** RECORD LIST **
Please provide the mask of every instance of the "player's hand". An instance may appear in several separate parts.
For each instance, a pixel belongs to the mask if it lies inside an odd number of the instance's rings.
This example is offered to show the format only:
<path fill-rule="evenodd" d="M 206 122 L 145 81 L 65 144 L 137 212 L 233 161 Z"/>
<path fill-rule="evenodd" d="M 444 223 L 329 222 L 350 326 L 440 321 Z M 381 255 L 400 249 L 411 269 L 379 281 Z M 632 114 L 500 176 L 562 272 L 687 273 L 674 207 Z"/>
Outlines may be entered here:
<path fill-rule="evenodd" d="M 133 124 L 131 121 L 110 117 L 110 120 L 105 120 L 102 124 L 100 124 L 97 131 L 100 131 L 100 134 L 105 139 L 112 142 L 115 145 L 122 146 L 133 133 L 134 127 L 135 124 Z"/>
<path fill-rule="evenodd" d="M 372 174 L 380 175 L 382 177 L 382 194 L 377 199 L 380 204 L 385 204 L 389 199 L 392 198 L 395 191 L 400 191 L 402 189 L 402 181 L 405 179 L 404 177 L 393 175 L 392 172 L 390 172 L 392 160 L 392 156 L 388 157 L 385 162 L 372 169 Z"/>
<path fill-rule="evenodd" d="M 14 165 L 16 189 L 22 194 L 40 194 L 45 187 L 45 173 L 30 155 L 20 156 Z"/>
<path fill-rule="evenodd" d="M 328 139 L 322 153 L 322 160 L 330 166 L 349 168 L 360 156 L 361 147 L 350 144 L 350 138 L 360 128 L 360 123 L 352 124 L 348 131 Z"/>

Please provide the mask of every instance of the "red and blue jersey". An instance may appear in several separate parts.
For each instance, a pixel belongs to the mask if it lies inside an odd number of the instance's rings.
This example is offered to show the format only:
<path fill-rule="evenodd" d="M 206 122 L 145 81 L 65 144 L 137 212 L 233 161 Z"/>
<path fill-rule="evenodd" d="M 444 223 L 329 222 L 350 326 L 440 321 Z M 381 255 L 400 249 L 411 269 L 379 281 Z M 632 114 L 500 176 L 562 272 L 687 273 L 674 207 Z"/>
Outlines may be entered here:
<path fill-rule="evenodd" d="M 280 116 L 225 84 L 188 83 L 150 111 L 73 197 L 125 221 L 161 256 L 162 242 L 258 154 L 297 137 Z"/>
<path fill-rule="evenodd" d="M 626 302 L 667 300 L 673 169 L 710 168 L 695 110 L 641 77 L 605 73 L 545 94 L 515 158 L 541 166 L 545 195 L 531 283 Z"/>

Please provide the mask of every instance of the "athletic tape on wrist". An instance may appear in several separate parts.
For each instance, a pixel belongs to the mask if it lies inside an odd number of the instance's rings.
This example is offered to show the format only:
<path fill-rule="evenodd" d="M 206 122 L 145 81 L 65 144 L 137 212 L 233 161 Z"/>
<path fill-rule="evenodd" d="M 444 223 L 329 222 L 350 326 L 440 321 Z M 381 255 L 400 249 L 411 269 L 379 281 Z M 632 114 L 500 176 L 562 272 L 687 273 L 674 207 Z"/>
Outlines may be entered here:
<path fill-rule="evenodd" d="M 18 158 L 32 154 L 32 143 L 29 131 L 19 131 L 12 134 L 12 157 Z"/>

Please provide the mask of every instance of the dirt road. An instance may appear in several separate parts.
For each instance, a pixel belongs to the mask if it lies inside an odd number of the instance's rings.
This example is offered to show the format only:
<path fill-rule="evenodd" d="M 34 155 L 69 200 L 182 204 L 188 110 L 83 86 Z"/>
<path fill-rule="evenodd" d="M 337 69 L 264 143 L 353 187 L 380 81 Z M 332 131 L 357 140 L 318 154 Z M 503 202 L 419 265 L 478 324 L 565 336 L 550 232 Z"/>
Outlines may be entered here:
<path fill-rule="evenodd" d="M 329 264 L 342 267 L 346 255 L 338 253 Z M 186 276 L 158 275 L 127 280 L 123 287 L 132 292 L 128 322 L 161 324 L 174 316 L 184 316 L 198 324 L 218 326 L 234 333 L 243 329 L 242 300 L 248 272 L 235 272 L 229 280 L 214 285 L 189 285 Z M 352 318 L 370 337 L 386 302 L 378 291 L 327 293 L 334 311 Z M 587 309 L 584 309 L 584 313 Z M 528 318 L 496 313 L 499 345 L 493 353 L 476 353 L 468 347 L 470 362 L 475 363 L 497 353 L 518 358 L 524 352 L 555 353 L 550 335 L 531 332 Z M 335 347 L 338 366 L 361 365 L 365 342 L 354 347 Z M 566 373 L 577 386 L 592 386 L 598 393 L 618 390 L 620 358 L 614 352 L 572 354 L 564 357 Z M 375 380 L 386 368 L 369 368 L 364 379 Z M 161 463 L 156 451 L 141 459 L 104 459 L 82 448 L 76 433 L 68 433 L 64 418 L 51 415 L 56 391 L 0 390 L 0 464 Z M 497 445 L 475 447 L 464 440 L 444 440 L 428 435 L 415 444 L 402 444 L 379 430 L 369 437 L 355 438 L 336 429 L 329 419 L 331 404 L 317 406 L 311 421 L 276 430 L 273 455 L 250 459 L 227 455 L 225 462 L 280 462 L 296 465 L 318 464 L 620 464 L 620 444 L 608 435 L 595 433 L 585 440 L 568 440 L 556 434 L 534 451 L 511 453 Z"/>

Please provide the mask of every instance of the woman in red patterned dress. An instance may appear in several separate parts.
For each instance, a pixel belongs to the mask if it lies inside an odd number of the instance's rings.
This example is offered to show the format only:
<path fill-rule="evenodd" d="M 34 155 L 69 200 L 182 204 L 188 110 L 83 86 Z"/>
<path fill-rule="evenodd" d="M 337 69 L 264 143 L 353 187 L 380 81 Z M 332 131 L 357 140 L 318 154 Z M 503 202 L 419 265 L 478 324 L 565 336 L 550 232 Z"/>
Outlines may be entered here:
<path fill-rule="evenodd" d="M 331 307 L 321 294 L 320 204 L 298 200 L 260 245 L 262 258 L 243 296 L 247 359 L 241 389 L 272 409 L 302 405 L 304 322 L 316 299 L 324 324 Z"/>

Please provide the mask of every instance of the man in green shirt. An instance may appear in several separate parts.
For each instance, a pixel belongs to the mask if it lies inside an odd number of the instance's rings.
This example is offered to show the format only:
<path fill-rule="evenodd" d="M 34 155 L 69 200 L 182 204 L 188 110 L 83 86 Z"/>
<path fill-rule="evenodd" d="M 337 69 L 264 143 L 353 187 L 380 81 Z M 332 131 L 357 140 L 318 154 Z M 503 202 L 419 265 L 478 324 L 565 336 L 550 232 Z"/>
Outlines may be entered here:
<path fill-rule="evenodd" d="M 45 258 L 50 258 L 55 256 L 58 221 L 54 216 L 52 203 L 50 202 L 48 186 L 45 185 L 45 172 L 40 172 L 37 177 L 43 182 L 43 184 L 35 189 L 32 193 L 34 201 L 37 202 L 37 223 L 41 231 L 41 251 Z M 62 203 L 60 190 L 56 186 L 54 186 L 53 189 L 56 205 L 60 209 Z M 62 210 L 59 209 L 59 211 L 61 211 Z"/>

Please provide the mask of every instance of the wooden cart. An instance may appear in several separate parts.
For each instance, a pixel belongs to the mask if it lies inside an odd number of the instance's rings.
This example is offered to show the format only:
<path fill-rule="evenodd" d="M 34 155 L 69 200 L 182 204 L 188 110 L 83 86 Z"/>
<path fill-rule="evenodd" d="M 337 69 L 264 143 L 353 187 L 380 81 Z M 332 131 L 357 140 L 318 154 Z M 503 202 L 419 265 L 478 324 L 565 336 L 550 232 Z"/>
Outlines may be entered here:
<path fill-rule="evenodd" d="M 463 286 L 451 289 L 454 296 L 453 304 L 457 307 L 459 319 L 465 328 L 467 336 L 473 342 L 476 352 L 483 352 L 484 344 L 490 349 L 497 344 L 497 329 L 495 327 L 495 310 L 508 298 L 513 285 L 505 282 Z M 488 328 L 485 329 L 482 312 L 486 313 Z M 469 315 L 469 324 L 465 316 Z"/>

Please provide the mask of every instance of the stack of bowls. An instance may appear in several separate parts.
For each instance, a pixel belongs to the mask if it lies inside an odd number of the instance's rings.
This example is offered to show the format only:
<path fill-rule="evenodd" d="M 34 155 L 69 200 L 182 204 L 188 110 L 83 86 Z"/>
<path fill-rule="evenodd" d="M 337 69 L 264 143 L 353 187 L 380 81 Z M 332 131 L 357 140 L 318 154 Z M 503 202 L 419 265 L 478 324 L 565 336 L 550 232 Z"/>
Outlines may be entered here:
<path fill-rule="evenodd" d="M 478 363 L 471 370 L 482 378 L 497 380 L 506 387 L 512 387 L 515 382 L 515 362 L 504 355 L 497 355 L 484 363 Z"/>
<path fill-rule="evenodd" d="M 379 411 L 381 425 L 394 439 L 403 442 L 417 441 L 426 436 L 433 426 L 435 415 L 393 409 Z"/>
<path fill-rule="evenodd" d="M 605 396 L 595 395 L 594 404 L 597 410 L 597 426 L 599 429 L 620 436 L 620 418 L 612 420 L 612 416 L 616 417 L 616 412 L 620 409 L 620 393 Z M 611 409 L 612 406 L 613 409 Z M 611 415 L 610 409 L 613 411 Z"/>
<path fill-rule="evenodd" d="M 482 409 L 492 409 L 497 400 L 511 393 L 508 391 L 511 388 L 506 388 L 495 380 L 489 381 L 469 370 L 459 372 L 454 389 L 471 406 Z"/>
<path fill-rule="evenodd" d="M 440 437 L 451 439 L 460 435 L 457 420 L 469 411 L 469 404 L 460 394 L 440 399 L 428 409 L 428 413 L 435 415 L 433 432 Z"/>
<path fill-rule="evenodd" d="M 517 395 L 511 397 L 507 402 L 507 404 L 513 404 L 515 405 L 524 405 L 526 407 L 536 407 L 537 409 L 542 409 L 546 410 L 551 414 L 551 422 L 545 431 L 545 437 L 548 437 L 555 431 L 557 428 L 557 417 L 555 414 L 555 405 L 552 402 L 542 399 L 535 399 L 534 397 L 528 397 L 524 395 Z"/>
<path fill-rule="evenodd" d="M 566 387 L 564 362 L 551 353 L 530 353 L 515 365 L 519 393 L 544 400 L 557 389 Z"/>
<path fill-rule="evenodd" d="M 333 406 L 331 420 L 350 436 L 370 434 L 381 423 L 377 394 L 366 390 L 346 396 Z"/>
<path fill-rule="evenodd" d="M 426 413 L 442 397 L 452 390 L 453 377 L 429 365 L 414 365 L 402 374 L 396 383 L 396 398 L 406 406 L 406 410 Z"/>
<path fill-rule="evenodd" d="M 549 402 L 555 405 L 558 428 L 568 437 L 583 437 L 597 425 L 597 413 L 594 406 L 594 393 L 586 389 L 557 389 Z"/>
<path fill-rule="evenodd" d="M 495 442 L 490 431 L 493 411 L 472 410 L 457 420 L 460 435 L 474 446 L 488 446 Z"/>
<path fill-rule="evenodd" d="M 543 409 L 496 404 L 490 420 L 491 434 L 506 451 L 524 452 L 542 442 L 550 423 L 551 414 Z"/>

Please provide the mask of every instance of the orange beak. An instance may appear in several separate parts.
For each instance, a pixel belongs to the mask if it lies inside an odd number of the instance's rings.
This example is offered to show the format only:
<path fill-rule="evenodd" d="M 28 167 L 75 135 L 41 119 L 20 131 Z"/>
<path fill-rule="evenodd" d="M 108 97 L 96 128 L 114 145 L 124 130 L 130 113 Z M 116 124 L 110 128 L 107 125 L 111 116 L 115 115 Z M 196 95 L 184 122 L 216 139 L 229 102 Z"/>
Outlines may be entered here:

--

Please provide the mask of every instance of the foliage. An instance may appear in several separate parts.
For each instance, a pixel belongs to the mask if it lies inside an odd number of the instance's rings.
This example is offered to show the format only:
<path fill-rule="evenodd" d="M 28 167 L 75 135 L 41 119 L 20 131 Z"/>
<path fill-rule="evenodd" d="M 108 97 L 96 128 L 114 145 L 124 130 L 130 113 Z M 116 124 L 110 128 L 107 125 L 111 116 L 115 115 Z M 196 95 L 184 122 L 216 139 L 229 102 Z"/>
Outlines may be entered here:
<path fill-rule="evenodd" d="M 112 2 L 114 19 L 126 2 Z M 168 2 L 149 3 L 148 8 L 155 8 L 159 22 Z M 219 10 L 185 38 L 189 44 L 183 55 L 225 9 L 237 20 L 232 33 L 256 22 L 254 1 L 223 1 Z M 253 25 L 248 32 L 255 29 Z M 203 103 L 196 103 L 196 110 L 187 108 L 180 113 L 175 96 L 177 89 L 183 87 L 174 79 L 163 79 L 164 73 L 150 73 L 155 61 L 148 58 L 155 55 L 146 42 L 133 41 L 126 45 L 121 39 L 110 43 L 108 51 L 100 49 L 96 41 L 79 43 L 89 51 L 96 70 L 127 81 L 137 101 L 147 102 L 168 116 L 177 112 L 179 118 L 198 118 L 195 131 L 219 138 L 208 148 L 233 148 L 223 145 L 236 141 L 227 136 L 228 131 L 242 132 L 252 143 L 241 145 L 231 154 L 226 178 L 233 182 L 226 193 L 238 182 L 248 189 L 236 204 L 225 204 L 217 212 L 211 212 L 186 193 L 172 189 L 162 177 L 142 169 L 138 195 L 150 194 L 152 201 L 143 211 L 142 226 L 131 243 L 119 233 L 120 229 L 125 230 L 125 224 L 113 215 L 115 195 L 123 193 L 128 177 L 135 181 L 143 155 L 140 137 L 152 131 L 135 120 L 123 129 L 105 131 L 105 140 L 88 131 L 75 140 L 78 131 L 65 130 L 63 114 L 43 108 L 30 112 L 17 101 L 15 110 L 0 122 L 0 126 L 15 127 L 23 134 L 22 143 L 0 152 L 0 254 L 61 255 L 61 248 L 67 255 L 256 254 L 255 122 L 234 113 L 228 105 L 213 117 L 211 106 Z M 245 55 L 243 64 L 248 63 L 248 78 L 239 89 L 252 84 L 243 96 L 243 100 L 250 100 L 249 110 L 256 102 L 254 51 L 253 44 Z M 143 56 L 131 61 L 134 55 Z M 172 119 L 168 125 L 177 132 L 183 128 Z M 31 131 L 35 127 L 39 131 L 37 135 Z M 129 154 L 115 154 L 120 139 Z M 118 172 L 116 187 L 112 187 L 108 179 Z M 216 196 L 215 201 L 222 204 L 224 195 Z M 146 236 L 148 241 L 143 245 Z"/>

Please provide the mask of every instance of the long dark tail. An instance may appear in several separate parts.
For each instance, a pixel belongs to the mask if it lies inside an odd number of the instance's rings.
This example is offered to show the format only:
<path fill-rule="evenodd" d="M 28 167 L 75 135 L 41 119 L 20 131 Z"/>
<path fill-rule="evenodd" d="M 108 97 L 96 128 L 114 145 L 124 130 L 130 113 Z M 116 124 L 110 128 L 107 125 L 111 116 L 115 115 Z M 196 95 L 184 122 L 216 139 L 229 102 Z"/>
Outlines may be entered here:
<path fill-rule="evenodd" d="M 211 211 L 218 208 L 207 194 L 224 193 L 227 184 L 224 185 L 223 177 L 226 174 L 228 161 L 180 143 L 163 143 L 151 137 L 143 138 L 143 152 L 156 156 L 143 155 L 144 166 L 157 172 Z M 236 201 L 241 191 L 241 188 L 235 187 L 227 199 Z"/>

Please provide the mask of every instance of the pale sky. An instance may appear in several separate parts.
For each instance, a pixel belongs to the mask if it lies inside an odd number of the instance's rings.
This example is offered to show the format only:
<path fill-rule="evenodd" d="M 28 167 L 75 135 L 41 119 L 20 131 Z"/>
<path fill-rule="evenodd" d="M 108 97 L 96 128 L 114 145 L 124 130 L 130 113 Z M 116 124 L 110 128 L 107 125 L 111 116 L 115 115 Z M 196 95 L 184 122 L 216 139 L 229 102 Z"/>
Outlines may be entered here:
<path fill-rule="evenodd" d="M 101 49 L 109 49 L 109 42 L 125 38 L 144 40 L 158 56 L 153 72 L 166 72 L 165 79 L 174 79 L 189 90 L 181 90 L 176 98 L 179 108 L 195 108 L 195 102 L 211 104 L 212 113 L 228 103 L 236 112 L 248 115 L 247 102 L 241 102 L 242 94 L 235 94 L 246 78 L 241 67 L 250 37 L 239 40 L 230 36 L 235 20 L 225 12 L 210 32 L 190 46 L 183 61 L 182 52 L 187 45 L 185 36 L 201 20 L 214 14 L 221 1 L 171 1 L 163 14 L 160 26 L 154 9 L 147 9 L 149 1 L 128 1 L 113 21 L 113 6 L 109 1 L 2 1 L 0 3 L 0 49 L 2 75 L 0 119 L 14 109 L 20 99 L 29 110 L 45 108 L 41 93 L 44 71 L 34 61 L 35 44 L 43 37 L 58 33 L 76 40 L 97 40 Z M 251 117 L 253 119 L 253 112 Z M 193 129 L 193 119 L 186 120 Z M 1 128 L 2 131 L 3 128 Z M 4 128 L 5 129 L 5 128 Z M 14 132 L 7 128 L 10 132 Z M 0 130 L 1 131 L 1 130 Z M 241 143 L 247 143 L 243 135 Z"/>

...

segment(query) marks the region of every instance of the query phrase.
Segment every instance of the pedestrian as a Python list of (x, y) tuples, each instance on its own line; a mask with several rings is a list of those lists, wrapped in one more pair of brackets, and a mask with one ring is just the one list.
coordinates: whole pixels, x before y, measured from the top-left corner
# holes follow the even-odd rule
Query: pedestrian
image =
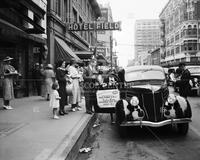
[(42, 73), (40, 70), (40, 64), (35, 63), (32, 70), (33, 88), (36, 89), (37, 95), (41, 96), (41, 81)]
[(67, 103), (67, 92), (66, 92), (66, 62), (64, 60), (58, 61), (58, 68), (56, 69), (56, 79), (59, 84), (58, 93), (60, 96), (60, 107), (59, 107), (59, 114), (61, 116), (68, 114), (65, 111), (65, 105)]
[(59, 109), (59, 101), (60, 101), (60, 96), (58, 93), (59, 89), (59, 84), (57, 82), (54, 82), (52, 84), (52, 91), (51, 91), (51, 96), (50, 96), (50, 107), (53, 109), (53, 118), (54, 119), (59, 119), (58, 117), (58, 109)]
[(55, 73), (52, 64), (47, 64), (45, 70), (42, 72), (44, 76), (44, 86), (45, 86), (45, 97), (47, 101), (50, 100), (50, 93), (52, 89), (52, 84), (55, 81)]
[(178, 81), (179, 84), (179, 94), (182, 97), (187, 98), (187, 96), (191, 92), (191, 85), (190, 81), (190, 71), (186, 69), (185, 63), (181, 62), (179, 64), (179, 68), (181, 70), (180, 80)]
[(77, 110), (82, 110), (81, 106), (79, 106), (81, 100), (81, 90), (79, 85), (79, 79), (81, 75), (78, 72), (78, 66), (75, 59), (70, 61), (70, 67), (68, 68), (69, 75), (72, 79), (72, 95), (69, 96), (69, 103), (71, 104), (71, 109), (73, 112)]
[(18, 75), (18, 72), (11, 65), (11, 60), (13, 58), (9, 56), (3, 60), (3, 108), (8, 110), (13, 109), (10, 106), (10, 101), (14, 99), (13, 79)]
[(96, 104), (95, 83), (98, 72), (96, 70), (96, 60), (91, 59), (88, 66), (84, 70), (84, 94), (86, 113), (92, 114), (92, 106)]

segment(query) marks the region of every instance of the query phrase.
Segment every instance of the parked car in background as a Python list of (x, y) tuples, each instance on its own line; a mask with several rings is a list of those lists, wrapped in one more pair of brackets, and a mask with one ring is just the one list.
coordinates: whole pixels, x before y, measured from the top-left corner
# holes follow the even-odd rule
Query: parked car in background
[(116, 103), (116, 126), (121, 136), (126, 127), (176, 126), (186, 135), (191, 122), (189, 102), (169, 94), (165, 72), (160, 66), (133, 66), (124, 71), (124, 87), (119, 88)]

** GIVEN REQUEST **
Copy the lines from the one containing "Please provide the mask of every instance of the long" through the one containing "211 211 L 218", switching "long dark tail" to "bushy gray tail" and leaving everything else unchanged.

** OUTPUT OF THE EXERCISE **
Please provide the mask of every instance of the bushy gray tail. An instance may appear in several separate parts.
For each instance, a pixel belongs to the mask if it lies inside an odd number of the instance's rings.
This example is offered to show the format only:
<path fill-rule="evenodd" d="M 28 167 L 75 135 L 41 119 L 20 131 Z"/>
<path fill-rule="evenodd" d="M 108 97 L 96 128 L 114 145 L 124 130 L 130 113 Z M 116 124 L 110 128 L 107 125 L 111 116 L 115 115 Z M 196 95 L 184 122 L 216 139 L 229 102 Z"/>
Outlines may be entered here:
<path fill-rule="evenodd" d="M 211 211 L 218 208 L 207 194 L 224 193 L 227 184 L 224 185 L 223 177 L 226 174 L 228 161 L 180 143 L 163 143 L 151 137 L 143 138 L 143 152 L 156 156 L 143 155 L 144 166 L 157 172 Z M 236 201 L 241 191 L 241 188 L 235 187 L 227 199 Z"/>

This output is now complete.